• **STORED DATA**
_ _ _

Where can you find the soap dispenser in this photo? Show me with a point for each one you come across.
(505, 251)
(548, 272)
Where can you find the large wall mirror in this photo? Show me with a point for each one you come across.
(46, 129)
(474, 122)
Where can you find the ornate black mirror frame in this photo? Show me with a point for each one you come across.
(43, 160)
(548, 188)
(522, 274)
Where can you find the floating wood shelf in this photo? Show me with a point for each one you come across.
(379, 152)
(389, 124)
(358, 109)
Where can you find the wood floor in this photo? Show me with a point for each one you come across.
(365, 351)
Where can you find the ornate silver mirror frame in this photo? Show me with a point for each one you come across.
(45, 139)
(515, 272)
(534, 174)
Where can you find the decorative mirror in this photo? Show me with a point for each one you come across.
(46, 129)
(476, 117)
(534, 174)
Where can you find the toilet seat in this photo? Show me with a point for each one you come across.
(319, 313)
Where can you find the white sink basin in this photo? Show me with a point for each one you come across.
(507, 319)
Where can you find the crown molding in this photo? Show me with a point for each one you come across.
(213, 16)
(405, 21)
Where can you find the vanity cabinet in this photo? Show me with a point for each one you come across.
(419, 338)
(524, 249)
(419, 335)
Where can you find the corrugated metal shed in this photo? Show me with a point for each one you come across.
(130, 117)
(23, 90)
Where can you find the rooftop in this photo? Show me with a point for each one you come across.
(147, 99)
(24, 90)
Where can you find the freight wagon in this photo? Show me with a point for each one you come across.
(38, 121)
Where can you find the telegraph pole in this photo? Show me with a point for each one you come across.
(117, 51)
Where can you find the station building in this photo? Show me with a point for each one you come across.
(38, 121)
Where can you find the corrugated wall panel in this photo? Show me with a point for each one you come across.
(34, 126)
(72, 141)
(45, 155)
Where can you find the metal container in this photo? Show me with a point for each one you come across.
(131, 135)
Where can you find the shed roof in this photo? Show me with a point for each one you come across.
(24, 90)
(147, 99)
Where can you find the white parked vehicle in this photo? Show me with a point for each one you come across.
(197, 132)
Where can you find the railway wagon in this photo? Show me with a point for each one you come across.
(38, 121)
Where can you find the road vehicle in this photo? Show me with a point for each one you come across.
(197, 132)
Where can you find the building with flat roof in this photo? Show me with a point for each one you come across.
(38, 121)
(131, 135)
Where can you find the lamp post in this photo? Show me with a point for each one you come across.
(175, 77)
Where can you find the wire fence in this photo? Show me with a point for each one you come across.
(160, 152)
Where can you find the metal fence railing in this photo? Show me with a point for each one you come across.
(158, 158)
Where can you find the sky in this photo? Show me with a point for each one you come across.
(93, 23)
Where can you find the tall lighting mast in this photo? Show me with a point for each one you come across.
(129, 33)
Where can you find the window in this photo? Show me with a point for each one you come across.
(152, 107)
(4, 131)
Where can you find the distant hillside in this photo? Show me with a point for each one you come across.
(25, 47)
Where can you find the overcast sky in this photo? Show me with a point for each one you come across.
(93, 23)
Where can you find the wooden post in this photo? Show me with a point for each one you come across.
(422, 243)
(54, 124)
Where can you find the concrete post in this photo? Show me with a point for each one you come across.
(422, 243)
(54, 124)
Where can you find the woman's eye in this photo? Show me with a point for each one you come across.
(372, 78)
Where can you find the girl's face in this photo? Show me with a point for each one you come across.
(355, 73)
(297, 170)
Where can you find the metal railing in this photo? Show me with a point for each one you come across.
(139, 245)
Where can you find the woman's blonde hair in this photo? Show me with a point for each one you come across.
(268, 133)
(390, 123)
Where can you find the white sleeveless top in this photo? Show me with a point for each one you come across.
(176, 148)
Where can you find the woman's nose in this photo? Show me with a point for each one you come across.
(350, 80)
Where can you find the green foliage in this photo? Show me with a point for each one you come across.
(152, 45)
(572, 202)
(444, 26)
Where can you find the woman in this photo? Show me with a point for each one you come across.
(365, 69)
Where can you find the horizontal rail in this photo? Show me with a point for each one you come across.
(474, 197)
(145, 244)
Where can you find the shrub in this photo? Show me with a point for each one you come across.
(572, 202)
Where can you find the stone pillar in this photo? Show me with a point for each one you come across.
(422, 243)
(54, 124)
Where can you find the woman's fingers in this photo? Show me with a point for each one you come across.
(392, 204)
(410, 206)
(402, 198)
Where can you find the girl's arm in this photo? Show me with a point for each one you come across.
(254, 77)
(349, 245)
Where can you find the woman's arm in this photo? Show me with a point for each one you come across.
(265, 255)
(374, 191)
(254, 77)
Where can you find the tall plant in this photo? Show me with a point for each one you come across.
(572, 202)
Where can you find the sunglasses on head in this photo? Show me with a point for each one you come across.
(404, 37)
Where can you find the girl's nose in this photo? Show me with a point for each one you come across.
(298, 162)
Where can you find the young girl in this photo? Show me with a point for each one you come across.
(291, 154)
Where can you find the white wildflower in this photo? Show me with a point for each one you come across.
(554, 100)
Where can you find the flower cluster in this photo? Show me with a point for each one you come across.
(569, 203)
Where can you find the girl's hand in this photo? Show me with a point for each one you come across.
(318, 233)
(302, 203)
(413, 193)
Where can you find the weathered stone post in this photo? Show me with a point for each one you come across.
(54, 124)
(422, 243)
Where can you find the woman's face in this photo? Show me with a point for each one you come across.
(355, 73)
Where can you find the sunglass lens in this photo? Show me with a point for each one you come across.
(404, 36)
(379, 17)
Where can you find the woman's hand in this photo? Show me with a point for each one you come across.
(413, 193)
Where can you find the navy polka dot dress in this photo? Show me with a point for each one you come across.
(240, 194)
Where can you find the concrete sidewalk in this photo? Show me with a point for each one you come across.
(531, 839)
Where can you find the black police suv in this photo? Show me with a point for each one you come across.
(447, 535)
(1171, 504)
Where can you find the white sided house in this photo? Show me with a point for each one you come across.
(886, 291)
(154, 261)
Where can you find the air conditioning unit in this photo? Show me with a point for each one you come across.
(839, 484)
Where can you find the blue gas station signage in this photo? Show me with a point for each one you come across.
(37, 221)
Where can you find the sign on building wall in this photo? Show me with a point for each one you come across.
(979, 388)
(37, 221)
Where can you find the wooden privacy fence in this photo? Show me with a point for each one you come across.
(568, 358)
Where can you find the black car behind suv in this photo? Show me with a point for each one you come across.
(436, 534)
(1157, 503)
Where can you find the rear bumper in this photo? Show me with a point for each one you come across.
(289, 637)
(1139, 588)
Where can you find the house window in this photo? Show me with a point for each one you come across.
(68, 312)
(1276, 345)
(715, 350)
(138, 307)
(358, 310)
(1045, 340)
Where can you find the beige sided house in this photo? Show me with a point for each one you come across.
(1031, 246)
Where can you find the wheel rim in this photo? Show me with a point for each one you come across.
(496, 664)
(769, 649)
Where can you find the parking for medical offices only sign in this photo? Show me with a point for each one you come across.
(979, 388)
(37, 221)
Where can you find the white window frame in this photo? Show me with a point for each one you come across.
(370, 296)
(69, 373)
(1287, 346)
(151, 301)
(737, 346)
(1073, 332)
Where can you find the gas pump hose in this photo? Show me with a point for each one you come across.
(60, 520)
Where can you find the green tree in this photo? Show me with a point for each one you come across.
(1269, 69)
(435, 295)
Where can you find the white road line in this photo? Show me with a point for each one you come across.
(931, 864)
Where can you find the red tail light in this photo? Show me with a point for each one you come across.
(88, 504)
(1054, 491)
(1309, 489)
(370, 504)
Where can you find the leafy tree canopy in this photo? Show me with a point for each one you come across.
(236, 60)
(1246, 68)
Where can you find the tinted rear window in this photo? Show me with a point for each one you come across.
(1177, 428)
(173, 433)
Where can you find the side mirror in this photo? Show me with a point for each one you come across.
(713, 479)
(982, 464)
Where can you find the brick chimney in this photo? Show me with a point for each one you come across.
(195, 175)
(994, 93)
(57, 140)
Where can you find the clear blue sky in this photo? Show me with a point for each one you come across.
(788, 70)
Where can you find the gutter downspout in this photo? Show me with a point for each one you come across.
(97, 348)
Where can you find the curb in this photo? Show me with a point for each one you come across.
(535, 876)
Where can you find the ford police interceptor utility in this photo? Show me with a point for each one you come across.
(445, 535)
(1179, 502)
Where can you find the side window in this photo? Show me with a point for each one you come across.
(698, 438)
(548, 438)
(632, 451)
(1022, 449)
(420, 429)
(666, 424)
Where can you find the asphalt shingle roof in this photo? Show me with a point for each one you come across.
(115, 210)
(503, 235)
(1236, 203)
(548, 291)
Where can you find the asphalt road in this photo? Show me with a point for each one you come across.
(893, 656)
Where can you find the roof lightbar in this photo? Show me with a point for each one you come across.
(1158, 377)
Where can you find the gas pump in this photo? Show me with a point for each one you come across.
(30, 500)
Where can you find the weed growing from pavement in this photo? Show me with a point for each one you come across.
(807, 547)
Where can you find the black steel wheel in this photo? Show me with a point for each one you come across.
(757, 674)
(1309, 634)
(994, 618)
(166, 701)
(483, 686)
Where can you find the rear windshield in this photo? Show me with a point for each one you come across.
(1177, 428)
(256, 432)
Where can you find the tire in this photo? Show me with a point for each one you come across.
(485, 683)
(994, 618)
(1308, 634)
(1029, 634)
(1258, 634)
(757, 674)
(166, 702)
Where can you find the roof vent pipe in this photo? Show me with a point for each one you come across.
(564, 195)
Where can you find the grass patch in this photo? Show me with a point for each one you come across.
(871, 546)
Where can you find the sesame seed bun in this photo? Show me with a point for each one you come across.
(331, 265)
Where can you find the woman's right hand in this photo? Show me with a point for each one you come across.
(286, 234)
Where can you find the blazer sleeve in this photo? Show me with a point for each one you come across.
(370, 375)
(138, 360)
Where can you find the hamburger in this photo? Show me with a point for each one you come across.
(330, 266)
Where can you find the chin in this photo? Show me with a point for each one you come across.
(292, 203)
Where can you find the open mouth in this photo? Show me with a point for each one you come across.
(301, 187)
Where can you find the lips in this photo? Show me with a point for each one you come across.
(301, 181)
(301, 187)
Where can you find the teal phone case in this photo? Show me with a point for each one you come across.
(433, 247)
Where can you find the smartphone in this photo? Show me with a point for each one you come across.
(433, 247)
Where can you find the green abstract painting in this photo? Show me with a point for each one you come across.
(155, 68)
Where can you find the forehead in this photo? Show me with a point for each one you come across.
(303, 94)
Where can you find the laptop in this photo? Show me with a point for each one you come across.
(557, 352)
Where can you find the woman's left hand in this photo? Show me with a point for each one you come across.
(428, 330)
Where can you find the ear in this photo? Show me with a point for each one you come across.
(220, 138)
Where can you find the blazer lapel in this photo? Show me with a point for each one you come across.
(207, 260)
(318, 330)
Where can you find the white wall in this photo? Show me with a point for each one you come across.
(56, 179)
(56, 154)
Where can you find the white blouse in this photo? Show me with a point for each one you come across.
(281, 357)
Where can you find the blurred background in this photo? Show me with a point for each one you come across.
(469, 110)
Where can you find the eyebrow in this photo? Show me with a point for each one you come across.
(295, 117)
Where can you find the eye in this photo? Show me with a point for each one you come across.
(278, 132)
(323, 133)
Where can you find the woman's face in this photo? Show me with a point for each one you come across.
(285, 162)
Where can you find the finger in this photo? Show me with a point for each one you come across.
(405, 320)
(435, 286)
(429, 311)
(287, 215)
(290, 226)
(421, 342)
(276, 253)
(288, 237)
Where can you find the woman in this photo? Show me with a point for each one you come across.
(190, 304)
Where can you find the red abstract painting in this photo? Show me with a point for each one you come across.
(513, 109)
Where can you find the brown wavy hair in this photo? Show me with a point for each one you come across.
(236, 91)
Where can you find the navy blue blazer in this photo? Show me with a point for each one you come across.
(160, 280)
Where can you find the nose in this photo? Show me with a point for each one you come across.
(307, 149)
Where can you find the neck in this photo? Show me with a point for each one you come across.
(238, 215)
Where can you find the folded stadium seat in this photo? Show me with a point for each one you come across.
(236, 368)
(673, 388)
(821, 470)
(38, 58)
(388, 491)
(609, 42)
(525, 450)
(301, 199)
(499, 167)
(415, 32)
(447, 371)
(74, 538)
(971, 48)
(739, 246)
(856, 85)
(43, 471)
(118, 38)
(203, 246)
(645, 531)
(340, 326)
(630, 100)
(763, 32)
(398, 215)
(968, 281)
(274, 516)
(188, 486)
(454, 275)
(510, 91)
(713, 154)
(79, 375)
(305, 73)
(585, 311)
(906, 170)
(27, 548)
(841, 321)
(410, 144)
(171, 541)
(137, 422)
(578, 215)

_ _ _

• **TO BE DONE**
Copy the records above word for word, from the line containing "Where can you find the brown" through the final line of the records, with both ends included.

• **SOLUTION TO THIS TASK**
Where can you find the brown wavy hair in this photo? Show me with a point for each one you come across.
(236, 91)
Where can you find the navy blue blazer in this photo? Show me with a point for each one you come across.
(160, 280)
Where can you find the nose in this photo? Show me with a point for each one you come across.
(307, 149)
Where can you find the neck in this photo? Show me with a point for each one you come across.
(238, 215)
Where can you find the folded stadium seat in this photo? Show me with a point for each one you come across.
(236, 368)
(673, 388)
(821, 470)
(38, 58)
(388, 491)
(609, 42)
(525, 450)
(301, 199)
(499, 167)
(415, 32)
(447, 371)
(74, 538)
(971, 48)
(739, 246)
(856, 85)
(43, 471)
(118, 38)
(203, 246)
(645, 531)
(340, 326)
(630, 100)
(763, 32)
(398, 215)
(968, 281)
(274, 516)
(188, 486)
(454, 275)
(510, 91)
(713, 154)
(79, 375)
(305, 73)
(585, 311)
(906, 170)
(27, 548)
(841, 321)
(410, 144)
(171, 541)
(137, 422)
(578, 215)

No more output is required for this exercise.